ENTRIES ::

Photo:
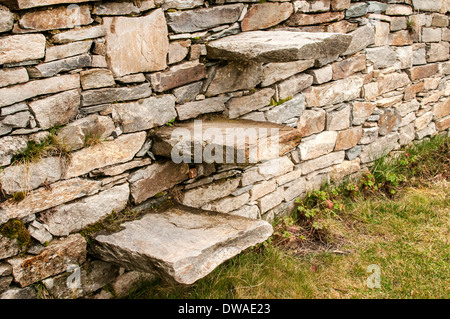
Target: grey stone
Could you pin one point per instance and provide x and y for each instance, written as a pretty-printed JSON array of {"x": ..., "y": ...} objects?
[
  {"x": 202, "y": 19},
  {"x": 278, "y": 46},
  {"x": 28, "y": 176},
  {"x": 144, "y": 114},
  {"x": 52, "y": 68},
  {"x": 73, "y": 217},
  {"x": 193, "y": 109},
  {"x": 194, "y": 243},
  {"x": 109, "y": 95},
  {"x": 287, "y": 110},
  {"x": 58, "y": 109}
]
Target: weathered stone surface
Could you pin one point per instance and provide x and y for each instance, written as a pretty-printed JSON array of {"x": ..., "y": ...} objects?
[
  {"x": 438, "y": 52},
  {"x": 149, "y": 181},
  {"x": 242, "y": 105},
  {"x": 380, "y": 147},
  {"x": 317, "y": 145},
  {"x": 109, "y": 95},
  {"x": 67, "y": 50},
  {"x": 427, "y": 5},
  {"x": 56, "y": 109},
  {"x": 144, "y": 114},
  {"x": 120, "y": 150},
  {"x": 361, "y": 38},
  {"x": 96, "y": 78},
  {"x": 76, "y": 134},
  {"x": 202, "y": 19},
  {"x": 224, "y": 141},
  {"x": 348, "y": 138},
  {"x": 423, "y": 71},
  {"x": 93, "y": 276},
  {"x": 235, "y": 76},
  {"x": 361, "y": 111},
  {"x": 293, "y": 85},
  {"x": 322, "y": 162},
  {"x": 178, "y": 75},
  {"x": 266, "y": 15},
  {"x": 22, "y": 92},
  {"x": 26, "y": 177},
  {"x": 43, "y": 198},
  {"x": 54, "y": 259},
  {"x": 278, "y": 46},
  {"x": 339, "y": 119},
  {"x": 274, "y": 72},
  {"x": 130, "y": 49},
  {"x": 311, "y": 122},
  {"x": 335, "y": 92},
  {"x": 287, "y": 110},
  {"x": 389, "y": 120},
  {"x": 301, "y": 19},
  {"x": 13, "y": 76},
  {"x": 193, "y": 109},
  {"x": 17, "y": 48},
  {"x": 349, "y": 66},
  {"x": 80, "y": 34},
  {"x": 68, "y": 218},
  {"x": 194, "y": 243},
  {"x": 123, "y": 8},
  {"x": 57, "y": 18}
]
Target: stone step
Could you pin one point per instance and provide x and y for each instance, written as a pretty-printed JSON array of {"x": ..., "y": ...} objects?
[
  {"x": 222, "y": 140},
  {"x": 278, "y": 46},
  {"x": 179, "y": 243}
]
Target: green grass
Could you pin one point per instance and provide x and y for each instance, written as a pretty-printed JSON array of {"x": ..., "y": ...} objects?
[{"x": 406, "y": 234}]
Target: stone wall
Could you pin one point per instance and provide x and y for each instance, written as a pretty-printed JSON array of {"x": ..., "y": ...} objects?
[{"x": 93, "y": 80}]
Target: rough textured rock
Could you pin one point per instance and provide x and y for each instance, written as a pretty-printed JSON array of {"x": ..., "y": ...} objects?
[
  {"x": 193, "y": 109},
  {"x": 235, "y": 76},
  {"x": 178, "y": 75},
  {"x": 44, "y": 198},
  {"x": 28, "y": 176},
  {"x": 130, "y": 49},
  {"x": 278, "y": 46},
  {"x": 317, "y": 145},
  {"x": 109, "y": 95},
  {"x": 54, "y": 259},
  {"x": 144, "y": 114},
  {"x": 68, "y": 218},
  {"x": 57, "y": 109},
  {"x": 57, "y": 18},
  {"x": 153, "y": 179},
  {"x": 17, "y": 48},
  {"x": 194, "y": 243},
  {"x": 202, "y": 19},
  {"x": 274, "y": 72},
  {"x": 22, "y": 92},
  {"x": 120, "y": 150},
  {"x": 266, "y": 15},
  {"x": 242, "y": 105}
]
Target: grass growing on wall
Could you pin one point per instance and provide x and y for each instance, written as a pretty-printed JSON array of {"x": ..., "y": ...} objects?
[{"x": 396, "y": 218}]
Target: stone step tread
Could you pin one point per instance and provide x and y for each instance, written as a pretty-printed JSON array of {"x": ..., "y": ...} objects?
[
  {"x": 269, "y": 140},
  {"x": 180, "y": 243},
  {"x": 278, "y": 46}
]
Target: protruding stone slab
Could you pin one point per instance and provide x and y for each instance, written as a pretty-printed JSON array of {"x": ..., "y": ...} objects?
[
  {"x": 224, "y": 141},
  {"x": 278, "y": 46},
  {"x": 180, "y": 243}
]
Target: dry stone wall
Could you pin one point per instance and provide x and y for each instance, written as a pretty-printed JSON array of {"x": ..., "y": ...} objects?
[{"x": 93, "y": 79}]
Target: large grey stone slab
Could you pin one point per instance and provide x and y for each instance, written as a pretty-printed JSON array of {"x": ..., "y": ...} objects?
[
  {"x": 180, "y": 243},
  {"x": 224, "y": 141},
  {"x": 278, "y": 46}
]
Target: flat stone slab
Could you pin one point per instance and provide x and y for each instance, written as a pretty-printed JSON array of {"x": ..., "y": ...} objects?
[
  {"x": 180, "y": 243},
  {"x": 278, "y": 46},
  {"x": 221, "y": 140}
]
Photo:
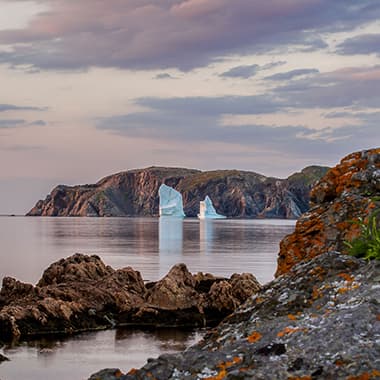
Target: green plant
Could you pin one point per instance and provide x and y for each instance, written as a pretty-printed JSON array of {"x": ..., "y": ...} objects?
[{"x": 367, "y": 244}]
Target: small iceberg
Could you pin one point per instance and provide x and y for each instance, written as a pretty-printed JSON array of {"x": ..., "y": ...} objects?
[
  {"x": 207, "y": 210},
  {"x": 170, "y": 202}
]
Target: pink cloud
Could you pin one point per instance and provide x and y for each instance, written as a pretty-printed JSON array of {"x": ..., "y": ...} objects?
[{"x": 167, "y": 33}]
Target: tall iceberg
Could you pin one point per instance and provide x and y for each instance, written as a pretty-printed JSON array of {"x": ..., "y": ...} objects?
[
  {"x": 207, "y": 210},
  {"x": 170, "y": 202}
]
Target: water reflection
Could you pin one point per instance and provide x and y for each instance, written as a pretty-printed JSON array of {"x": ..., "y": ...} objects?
[
  {"x": 83, "y": 354},
  {"x": 206, "y": 236},
  {"x": 150, "y": 245}
]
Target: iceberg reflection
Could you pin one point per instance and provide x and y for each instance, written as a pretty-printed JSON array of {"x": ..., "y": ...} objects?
[
  {"x": 206, "y": 236},
  {"x": 170, "y": 235}
]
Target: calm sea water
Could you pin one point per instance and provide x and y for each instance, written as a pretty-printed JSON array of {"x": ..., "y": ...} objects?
[{"x": 150, "y": 245}]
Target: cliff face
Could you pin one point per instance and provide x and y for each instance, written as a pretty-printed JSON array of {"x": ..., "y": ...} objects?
[
  {"x": 135, "y": 193},
  {"x": 347, "y": 192}
]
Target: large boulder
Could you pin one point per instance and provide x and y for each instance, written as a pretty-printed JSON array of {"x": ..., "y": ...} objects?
[
  {"x": 346, "y": 193},
  {"x": 319, "y": 321},
  {"x": 81, "y": 293}
]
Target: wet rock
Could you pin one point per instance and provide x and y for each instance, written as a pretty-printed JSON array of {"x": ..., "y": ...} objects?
[
  {"x": 3, "y": 358},
  {"x": 175, "y": 290},
  {"x": 13, "y": 289},
  {"x": 346, "y": 193},
  {"x": 331, "y": 332},
  {"x": 75, "y": 268},
  {"x": 107, "y": 374},
  {"x": 81, "y": 293}
]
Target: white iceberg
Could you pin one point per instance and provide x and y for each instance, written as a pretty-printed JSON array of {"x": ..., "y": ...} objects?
[
  {"x": 207, "y": 210},
  {"x": 170, "y": 202}
]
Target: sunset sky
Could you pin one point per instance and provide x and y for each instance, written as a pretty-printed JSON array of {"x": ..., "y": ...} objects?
[{"x": 92, "y": 87}]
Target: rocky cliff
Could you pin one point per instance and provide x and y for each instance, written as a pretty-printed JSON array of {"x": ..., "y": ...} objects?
[
  {"x": 346, "y": 193},
  {"x": 234, "y": 193}
]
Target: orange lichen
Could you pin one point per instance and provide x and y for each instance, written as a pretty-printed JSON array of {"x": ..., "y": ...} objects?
[
  {"x": 348, "y": 288},
  {"x": 118, "y": 374},
  {"x": 223, "y": 368},
  {"x": 254, "y": 337},
  {"x": 347, "y": 277},
  {"x": 366, "y": 375},
  {"x": 289, "y": 330}
]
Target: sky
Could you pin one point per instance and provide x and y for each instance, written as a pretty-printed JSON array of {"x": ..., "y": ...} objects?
[{"x": 93, "y": 87}]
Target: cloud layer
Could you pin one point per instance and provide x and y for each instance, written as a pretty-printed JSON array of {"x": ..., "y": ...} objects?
[{"x": 174, "y": 33}]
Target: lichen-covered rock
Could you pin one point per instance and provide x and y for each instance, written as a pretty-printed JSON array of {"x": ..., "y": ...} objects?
[
  {"x": 81, "y": 293},
  {"x": 319, "y": 321},
  {"x": 135, "y": 193},
  {"x": 347, "y": 192}
]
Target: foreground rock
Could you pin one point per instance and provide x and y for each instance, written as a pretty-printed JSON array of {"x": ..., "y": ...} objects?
[
  {"x": 81, "y": 293},
  {"x": 234, "y": 193},
  {"x": 346, "y": 193},
  {"x": 320, "y": 321}
]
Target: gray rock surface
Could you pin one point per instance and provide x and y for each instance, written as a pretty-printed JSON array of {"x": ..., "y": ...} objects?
[{"x": 319, "y": 321}]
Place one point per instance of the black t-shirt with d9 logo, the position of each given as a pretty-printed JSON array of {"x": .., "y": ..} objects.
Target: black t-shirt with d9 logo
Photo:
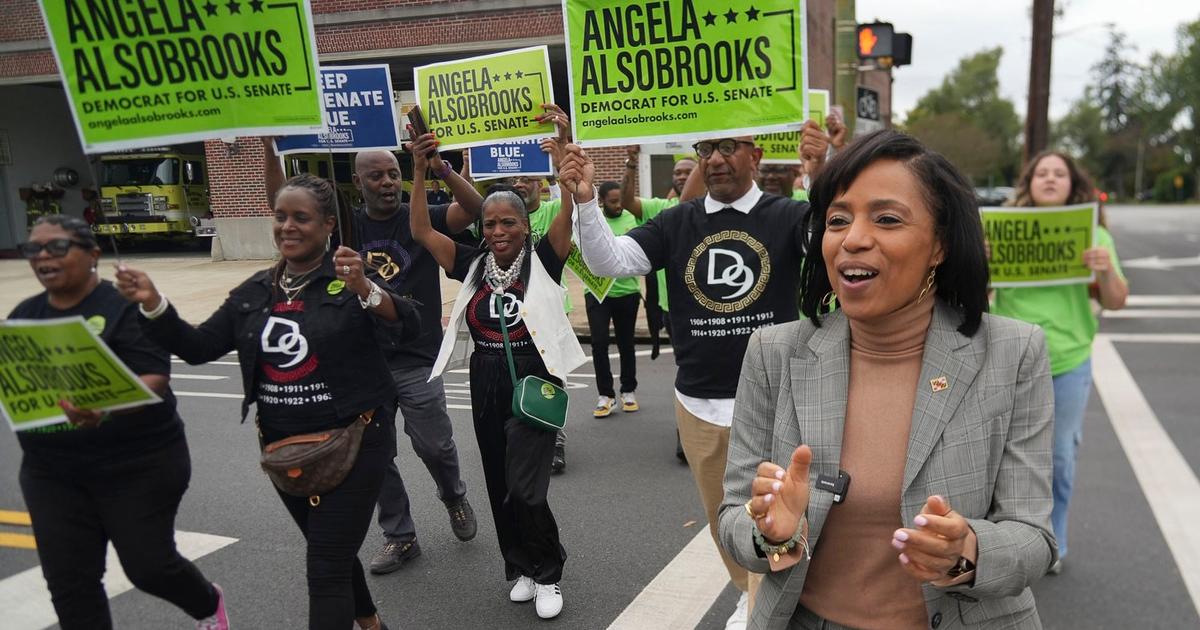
[
  {"x": 729, "y": 273},
  {"x": 289, "y": 385}
]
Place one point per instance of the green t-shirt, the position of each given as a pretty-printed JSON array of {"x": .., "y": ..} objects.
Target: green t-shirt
[
  {"x": 621, "y": 225},
  {"x": 539, "y": 225},
  {"x": 651, "y": 209},
  {"x": 1065, "y": 313}
]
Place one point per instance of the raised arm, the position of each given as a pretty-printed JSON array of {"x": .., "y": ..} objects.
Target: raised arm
[
  {"x": 439, "y": 246},
  {"x": 467, "y": 201},
  {"x": 629, "y": 199},
  {"x": 273, "y": 171},
  {"x": 559, "y": 232},
  {"x": 605, "y": 253}
]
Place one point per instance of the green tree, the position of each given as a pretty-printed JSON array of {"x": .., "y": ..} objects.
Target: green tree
[{"x": 970, "y": 97}]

TASK TO COMPLETE :: Turn the lines of the listing from the one containing "Place one point per instance of the raised" through the end of the listing, inclusive, into a Markdown table with the columns Row and Line, skipping blank lines.

FINAL ANSWER ::
| Row | Line |
|---|---|
| 1 | Place one point per instance of the raised arm, the position of each given as a pretty-printed JSON array of {"x": .., "y": ..} objects. |
| 2 | Target: raised arm |
| 3 | [ |
| 4 |   {"x": 439, "y": 246}, |
| 5 |   {"x": 467, "y": 201}, |
| 6 |   {"x": 629, "y": 199}, |
| 7 |   {"x": 273, "y": 171}, |
| 8 |   {"x": 559, "y": 232}, |
| 9 |   {"x": 605, "y": 253} |
| 10 | ] |
| 11 | Place one point per instance of the green tree, the position of each given as a pretty-printed JSON array of {"x": .., "y": ..} objects. |
| 12 | Target: green tree |
| 13 | [{"x": 970, "y": 97}] |